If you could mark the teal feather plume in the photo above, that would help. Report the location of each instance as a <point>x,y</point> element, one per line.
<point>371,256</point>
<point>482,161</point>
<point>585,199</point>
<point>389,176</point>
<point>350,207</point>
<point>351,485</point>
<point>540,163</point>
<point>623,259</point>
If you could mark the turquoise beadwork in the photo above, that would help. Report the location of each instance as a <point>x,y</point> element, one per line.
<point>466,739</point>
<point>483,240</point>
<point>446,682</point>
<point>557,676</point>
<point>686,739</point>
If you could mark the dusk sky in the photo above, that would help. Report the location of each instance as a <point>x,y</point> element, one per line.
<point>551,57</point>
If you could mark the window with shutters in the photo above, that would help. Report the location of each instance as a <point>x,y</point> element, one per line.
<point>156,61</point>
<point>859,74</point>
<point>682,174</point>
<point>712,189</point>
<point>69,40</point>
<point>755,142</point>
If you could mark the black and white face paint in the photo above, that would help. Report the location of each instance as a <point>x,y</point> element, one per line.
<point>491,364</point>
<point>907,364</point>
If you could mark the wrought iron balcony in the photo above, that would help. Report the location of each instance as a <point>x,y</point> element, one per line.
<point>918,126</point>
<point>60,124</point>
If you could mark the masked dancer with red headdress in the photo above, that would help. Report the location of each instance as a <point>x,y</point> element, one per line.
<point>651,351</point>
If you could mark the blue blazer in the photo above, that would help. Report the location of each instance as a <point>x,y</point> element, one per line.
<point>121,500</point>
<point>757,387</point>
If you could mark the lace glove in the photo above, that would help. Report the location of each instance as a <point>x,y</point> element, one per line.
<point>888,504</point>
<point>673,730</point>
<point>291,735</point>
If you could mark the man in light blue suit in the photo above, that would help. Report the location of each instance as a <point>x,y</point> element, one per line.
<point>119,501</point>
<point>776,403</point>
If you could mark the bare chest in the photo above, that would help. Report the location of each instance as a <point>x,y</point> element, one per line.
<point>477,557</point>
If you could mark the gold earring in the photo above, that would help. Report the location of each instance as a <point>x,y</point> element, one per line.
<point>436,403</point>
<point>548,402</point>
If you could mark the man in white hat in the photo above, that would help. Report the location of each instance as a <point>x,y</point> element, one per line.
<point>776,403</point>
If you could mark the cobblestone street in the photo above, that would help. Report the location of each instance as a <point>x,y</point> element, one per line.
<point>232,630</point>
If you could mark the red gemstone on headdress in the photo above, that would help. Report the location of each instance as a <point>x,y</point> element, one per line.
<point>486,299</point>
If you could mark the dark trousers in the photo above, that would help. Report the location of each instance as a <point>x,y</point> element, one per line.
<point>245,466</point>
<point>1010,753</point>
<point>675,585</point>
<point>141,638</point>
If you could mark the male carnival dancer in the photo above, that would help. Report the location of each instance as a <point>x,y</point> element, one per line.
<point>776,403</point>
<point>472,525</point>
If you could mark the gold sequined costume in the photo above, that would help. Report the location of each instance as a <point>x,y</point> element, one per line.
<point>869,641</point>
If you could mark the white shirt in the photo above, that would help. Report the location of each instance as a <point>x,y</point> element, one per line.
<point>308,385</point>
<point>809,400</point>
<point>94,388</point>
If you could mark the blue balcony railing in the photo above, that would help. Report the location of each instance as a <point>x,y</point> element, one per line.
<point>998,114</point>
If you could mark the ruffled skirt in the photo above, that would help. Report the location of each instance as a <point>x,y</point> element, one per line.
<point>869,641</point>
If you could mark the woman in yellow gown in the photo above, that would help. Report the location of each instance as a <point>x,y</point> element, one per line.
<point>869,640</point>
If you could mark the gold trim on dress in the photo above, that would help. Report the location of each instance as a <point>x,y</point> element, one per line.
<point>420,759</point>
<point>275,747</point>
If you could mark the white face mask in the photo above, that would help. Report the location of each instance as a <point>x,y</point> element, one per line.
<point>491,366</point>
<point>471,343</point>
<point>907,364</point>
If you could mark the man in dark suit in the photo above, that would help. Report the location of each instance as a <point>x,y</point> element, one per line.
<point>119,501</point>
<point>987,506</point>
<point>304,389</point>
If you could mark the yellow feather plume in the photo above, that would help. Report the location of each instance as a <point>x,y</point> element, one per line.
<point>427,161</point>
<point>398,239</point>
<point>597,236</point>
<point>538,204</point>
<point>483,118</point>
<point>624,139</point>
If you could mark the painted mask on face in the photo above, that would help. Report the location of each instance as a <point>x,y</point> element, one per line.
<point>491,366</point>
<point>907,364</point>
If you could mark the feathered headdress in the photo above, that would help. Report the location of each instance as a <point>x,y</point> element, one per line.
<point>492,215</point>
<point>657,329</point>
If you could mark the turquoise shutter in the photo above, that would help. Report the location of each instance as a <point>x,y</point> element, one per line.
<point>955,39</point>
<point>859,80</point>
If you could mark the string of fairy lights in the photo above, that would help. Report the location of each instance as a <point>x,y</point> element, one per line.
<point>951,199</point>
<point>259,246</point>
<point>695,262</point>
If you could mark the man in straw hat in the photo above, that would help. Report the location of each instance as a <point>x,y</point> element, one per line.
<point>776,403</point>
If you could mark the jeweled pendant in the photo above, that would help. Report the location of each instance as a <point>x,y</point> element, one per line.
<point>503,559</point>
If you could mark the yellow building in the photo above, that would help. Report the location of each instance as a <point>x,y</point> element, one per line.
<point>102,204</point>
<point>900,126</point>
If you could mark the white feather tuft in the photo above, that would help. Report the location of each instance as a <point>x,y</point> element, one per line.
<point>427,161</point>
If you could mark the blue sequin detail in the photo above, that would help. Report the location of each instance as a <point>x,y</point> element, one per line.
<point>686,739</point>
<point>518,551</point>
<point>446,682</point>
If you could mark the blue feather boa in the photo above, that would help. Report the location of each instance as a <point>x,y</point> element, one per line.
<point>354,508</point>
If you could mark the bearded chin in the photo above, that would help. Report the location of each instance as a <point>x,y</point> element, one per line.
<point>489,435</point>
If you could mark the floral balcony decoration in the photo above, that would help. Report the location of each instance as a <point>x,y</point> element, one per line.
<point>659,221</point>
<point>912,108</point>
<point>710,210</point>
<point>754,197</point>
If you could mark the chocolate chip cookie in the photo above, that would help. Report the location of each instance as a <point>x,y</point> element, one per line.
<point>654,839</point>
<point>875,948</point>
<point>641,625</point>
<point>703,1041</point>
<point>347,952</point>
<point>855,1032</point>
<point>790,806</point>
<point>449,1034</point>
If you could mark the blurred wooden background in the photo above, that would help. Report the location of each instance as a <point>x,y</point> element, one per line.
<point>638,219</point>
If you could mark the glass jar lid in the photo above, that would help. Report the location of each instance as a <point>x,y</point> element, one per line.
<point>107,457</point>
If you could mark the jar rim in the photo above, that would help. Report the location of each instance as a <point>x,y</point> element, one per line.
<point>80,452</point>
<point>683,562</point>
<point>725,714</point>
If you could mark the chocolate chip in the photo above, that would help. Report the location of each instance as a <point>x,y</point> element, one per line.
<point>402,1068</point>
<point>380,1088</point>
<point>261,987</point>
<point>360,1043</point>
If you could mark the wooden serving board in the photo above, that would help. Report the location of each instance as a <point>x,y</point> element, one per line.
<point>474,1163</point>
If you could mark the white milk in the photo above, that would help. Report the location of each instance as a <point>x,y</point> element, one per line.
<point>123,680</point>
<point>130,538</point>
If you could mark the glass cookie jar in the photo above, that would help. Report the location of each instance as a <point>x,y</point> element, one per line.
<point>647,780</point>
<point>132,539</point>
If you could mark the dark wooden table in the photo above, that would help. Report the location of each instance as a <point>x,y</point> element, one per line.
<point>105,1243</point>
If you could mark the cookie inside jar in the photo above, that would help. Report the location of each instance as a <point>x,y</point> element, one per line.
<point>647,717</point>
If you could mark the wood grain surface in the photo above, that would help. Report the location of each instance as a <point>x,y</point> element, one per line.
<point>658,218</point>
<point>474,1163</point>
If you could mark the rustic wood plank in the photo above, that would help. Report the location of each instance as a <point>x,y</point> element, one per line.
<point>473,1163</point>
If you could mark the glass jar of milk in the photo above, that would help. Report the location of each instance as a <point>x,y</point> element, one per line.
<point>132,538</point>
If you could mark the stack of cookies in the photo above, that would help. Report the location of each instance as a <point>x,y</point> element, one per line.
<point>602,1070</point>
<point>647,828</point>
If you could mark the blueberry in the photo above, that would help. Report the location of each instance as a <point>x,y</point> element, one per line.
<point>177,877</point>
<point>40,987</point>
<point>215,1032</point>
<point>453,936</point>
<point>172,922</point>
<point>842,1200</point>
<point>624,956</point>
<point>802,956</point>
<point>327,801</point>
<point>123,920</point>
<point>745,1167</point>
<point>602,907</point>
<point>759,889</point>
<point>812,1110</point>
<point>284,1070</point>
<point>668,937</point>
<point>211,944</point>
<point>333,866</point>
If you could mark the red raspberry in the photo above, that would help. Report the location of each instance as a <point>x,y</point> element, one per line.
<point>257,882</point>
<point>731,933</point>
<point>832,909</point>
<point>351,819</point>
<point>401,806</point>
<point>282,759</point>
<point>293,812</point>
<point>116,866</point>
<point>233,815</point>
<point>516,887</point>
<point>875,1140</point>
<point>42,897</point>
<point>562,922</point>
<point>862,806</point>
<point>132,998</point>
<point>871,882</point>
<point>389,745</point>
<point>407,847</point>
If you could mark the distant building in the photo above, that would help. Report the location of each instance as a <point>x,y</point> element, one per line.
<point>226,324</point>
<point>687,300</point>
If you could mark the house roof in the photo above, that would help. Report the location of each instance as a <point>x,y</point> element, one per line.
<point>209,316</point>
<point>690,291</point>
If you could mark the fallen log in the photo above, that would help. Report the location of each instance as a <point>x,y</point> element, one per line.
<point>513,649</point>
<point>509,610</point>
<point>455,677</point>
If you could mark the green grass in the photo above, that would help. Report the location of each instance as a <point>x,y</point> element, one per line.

**SHORT PROBLEM:** Copy the listing again, beginning at the line that has "If you could mark the lace" and stopping after the line that has "<point>477,557</point>". Substitute "leather glove" for "lace glove" and leave everything else unchanged.

**COMPLETE ANSWER:**
If you could mark the leather glove in the photo above, that would help. Report the location of each instance as a <point>x,y</point> element, one per line.
<point>888,504</point>
<point>673,730</point>
<point>291,735</point>
If you could mark the man in light blue suit in the photo above, that would help. Report the location of each instance as a <point>x,y</point> element, one per line.
<point>119,501</point>
<point>776,403</point>
If you could mark the bare chest in the photo above, that would help. Report the location of each instance as a <point>x,y</point> element, one per line.
<point>477,557</point>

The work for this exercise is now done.